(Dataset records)
== Segment start ==
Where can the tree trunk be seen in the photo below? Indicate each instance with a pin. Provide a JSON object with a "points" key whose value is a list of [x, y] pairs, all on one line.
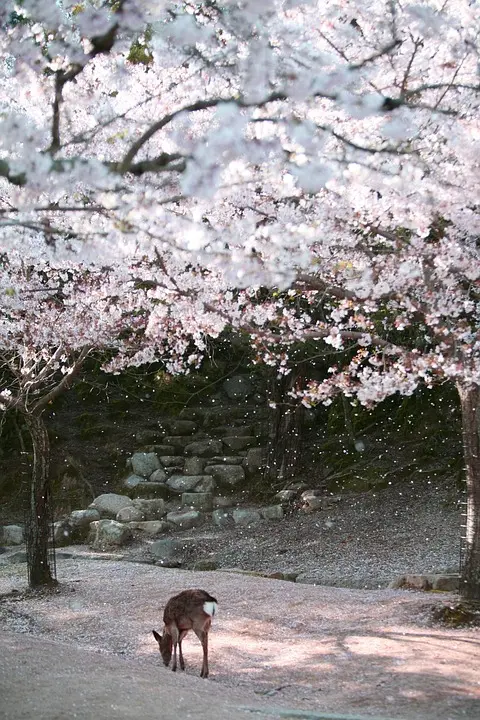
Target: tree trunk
{"points": [[284, 446], [470, 403], [38, 518]]}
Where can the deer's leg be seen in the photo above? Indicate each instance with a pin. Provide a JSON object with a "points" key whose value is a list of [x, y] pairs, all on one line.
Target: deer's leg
{"points": [[175, 639], [180, 653], [203, 637]]}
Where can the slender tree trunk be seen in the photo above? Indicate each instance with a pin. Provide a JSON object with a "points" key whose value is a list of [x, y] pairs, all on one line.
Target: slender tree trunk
{"points": [[284, 447], [470, 404], [38, 518]]}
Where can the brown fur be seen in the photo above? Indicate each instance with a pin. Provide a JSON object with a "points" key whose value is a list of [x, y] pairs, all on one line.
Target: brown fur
{"points": [[184, 612]]}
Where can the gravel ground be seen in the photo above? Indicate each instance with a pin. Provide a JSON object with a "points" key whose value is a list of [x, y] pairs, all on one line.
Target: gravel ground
{"points": [[287, 645], [362, 541], [370, 652]]}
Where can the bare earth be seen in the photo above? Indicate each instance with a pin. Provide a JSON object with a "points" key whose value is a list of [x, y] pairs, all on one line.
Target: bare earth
{"points": [[274, 645]]}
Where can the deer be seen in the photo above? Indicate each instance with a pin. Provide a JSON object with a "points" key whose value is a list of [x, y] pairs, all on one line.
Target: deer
{"points": [[189, 610]]}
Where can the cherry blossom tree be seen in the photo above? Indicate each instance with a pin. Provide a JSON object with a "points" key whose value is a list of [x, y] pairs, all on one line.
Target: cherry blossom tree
{"points": [[329, 150], [53, 319]]}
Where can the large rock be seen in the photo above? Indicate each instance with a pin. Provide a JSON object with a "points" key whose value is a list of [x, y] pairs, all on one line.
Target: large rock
{"points": [[170, 552], [272, 512], [226, 475], [132, 481], [187, 483], [254, 460], [204, 448], [109, 504], [152, 490], [160, 450], [178, 441], [246, 516], [11, 535], [151, 509], [158, 475], [173, 460], [185, 519], [236, 442], [150, 527], [238, 387], [194, 466], [227, 460], [222, 517], [63, 533], [144, 464], [130, 514], [182, 427], [109, 532], [198, 501], [206, 484], [83, 518]]}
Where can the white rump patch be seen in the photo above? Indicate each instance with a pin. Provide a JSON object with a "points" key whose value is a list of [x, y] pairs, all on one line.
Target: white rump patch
{"points": [[210, 608]]}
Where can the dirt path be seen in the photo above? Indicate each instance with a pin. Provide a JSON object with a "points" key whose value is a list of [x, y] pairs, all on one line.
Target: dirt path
{"points": [[321, 649]]}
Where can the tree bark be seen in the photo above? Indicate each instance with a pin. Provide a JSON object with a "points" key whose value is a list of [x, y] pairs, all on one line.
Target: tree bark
{"points": [[470, 577], [38, 518], [284, 447]]}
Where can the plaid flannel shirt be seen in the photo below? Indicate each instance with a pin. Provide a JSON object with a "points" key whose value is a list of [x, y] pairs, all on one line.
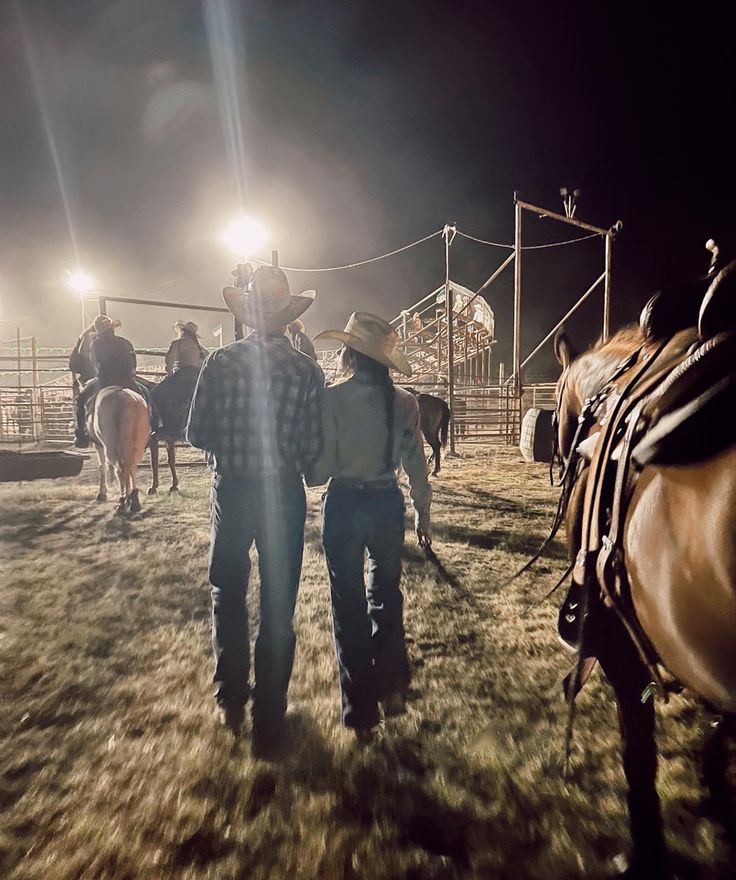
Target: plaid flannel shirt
{"points": [[256, 409]]}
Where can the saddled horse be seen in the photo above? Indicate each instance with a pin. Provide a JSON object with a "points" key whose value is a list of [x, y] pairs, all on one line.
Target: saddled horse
{"points": [[120, 428], [651, 524], [434, 420], [169, 437]]}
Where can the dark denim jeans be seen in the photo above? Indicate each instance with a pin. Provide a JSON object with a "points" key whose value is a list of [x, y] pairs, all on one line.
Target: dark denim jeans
{"points": [[271, 512], [367, 622]]}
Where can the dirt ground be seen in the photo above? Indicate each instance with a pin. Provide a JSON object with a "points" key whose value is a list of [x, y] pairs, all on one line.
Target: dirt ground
{"points": [[112, 766]]}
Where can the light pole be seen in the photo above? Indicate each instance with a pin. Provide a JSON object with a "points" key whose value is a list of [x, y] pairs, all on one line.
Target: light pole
{"points": [[244, 237], [82, 284]]}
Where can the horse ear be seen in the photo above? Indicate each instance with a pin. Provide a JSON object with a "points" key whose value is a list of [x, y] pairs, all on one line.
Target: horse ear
{"points": [[563, 348]]}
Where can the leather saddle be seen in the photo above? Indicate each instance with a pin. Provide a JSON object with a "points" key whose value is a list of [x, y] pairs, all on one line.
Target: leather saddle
{"points": [[670, 412]]}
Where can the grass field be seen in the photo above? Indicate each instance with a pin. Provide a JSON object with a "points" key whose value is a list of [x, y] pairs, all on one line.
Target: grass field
{"points": [[112, 766]]}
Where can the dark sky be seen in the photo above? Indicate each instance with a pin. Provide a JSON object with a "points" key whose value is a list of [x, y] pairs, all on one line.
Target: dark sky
{"points": [[365, 125]]}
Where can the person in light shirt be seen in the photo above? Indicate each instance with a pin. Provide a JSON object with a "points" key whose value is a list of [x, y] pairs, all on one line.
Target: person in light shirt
{"points": [[370, 428]]}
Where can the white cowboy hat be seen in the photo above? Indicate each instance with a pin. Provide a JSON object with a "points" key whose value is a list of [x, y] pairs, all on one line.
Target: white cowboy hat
{"points": [[102, 323], [270, 303], [372, 337], [179, 326]]}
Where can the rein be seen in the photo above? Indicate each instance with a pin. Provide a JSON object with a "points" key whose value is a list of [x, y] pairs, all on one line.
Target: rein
{"points": [[569, 467]]}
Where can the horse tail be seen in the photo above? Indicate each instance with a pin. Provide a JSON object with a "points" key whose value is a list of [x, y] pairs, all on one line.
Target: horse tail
{"points": [[123, 428], [445, 426]]}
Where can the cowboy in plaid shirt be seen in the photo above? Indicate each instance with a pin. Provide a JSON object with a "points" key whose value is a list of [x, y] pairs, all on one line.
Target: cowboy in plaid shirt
{"points": [[256, 411]]}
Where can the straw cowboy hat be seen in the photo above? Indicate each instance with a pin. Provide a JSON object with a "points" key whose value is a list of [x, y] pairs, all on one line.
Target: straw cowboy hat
{"points": [[181, 326], [102, 323], [372, 337], [270, 303]]}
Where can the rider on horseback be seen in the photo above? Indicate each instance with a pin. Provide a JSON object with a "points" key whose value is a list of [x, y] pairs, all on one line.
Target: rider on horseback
{"points": [[113, 361]]}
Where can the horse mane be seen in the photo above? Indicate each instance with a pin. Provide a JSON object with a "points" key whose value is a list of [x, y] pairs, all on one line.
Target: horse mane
{"points": [[594, 368], [624, 340]]}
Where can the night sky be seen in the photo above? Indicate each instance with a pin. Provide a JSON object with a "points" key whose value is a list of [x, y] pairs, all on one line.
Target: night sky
{"points": [[365, 126]]}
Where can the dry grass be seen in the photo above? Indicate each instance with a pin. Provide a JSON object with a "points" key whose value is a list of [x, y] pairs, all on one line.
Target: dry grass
{"points": [[111, 765]]}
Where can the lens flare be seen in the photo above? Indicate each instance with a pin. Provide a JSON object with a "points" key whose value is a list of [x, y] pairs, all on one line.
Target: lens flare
{"points": [[245, 237]]}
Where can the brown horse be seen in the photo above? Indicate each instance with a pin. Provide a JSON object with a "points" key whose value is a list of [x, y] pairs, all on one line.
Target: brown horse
{"points": [[434, 420], [673, 558], [161, 436]]}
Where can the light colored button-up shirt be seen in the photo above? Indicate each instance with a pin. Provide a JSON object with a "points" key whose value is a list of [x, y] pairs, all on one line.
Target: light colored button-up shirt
{"points": [[354, 435]]}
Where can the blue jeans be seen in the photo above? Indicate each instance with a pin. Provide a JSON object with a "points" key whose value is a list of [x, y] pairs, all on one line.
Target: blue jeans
{"points": [[271, 512], [368, 625]]}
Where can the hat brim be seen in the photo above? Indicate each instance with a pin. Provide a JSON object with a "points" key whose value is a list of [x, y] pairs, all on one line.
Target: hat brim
{"points": [[395, 359], [246, 309]]}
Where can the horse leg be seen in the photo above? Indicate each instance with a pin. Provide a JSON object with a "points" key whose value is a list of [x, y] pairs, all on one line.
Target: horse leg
{"points": [[120, 474], [171, 455], [437, 456], [102, 494], [153, 447], [629, 677], [715, 762]]}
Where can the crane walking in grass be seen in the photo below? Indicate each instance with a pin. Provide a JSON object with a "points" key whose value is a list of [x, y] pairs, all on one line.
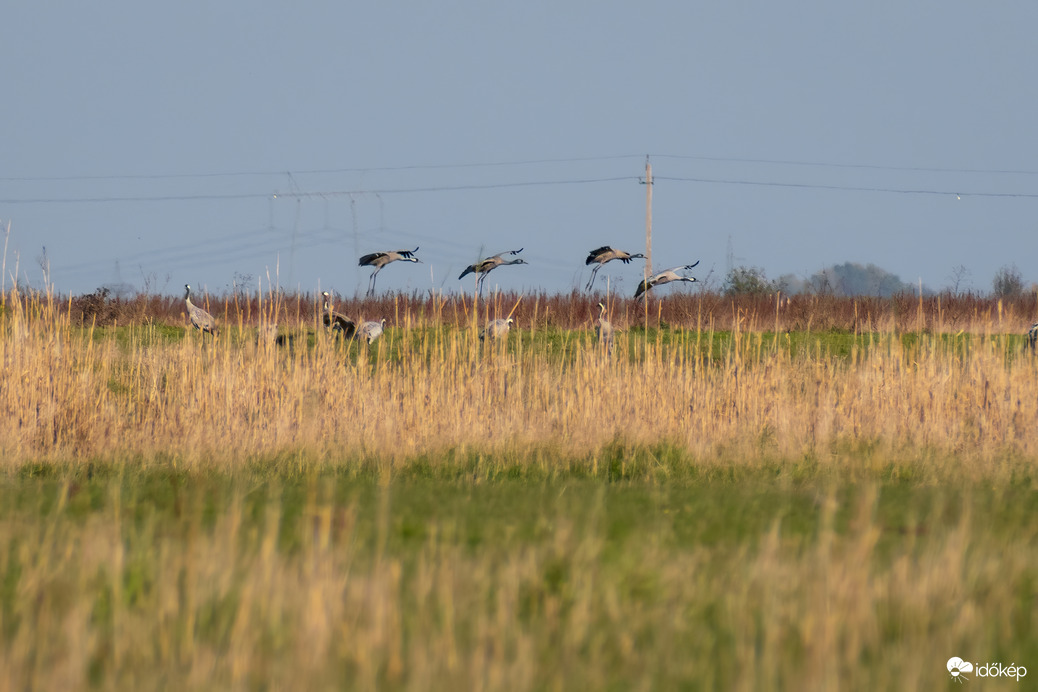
== Segment end ==
Return exactly the lines above from the line that has "Where can the grass" through the line that has "Where can the dark sky", inclusive, and nothing else.

Solution to this task:
Where can the grass field be seen in the photo above? Indicate each instance with a pin. Provide a JSON object with a "points" key whose value is a list of [x, y] pairs, all on one line.
Target: grass field
{"points": [[112, 766]]}
Where can the dark sky be seen in the photo above? Indicate each instance with a pin. Provide a JSON object with a "points" key whose value is a list of [x, y] pairs, all on one line.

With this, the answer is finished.